### EXTRACTED MATERIAL

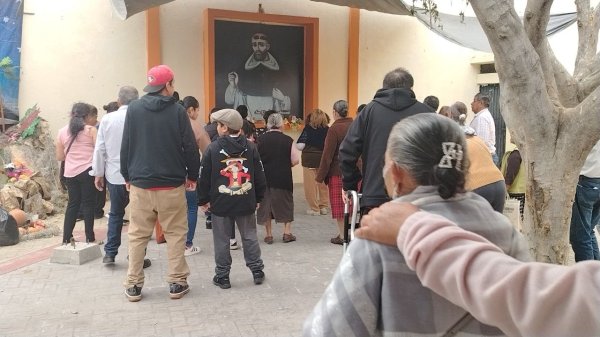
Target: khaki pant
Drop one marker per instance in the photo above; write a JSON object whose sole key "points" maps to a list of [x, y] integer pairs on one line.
{"points": [[170, 208], [317, 194]]}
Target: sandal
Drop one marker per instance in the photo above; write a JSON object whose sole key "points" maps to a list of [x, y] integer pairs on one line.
{"points": [[337, 240], [288, 238]]}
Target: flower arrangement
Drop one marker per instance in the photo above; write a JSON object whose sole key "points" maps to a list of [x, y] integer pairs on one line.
{"points": [[293, 123]]}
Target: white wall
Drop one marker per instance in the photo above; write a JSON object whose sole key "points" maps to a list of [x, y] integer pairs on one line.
{"points": [[74, 50], [77, 50]]}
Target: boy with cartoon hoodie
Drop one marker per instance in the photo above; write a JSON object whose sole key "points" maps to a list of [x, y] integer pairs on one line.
{"points": [[232, 183]]}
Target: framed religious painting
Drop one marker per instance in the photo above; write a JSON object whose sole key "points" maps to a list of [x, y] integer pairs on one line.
{"points": [[263, 61]]}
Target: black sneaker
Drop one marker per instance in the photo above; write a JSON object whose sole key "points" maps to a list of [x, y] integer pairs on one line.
{"points": [[259, 276], [222, 282], [133, 294], [177, 290], [108, 259]]}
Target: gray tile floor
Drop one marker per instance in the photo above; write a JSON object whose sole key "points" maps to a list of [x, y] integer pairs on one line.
{"points": [[44, 299]]}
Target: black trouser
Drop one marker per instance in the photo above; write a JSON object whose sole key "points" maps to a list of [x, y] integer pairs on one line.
{"points": [[82, 193]]}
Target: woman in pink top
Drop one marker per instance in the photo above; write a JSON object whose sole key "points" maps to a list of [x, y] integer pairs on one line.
{"points": [[75, 145], [522, 299]]}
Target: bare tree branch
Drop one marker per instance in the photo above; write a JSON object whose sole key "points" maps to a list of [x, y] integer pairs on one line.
{"points": [[587, 25], [537, 15], [592, 79], [566, 84]]}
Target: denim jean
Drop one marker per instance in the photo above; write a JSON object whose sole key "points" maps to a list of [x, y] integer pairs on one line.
{"points": [[192, 201], [585, 216], [82, 193], [119, 199]]}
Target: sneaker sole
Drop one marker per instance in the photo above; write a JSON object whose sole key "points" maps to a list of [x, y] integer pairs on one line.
{"points": [[133, 298], [222, 286], [179, 295]]}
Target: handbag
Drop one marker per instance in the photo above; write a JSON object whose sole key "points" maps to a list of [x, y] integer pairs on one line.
{"points": [[63, 179], [512, 212]]}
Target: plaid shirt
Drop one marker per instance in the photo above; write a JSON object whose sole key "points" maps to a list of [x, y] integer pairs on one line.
{"points": [[374, 293]]}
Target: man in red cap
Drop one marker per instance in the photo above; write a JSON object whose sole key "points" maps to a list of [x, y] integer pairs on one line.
{"points": [[159, 161]]}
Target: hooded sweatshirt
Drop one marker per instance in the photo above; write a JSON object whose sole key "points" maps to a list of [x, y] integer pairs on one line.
{"points": [[159, 147], [367, 138], [232, 177]]}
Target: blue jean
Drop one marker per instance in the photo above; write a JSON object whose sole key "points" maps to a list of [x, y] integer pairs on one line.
{"points": [[192, 201], [586, 214], [119, 199]]}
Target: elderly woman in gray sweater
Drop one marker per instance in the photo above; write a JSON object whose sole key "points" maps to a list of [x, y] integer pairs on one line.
{"points": [[373, 292]]}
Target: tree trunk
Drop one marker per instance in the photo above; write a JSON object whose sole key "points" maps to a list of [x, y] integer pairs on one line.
{"points": [[554, 140], [550, 192]]}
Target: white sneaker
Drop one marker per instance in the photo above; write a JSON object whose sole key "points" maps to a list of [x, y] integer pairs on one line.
{"points": [[192, 250], [311, 212]]}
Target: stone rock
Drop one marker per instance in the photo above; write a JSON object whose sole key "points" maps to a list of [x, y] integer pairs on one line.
{"points": [[32, 188], [43, 186], [11, 197], [34, 205], [80, 254]]}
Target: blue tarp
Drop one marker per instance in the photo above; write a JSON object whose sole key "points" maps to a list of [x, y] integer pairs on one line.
{"points": [[11, 24]]}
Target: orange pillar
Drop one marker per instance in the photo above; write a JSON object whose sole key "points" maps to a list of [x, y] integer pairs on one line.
{"points": [[153, 37], [153, 59]]}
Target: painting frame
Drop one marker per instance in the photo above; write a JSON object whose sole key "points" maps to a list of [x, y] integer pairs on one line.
{"points": [[310, 27]]}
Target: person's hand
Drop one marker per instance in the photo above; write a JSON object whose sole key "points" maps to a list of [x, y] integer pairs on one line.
{"points": [[382, 224], [233, 78], [278, 95], [99, 182], [190, 185]]}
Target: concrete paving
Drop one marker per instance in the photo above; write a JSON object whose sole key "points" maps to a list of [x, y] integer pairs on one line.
{"points": [[47, 299]]}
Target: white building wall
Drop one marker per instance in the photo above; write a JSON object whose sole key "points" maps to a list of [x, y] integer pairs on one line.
{"points": [[77, 50], [439, 67], [74, 50]]}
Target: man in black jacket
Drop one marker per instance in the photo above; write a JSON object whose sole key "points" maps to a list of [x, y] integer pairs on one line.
{"points": [[368, 134], [159, 161]]}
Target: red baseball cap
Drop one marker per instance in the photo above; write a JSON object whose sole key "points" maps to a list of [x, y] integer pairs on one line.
{"points": [[158, 77]]}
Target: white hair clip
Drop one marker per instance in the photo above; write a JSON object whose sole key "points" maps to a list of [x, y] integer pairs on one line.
{"points": [[452, 151]]}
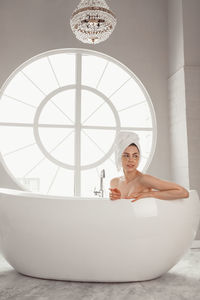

### WHAT THIS TASK INVOLVES
Which lines above run from the one containing "Target: gray tile floor" to the one containing "Target: woman in pink top"? Give them again exactly, both ends included.

### REPLY
Target: gray tile floor
Drop one marker per instance in the photo above; write a JSON object whose sole key "points" maps to a list of [x, y] integer pairs on one line.
{"points": [[44, 299]]}
Target: black trouser
Drop one marker per instance in the photo above; write a JSON object whose sole key "points" maps to a list of [x, y] integer pairs on one line.
{"points": [[82, 193]]}
Target: woman in pink top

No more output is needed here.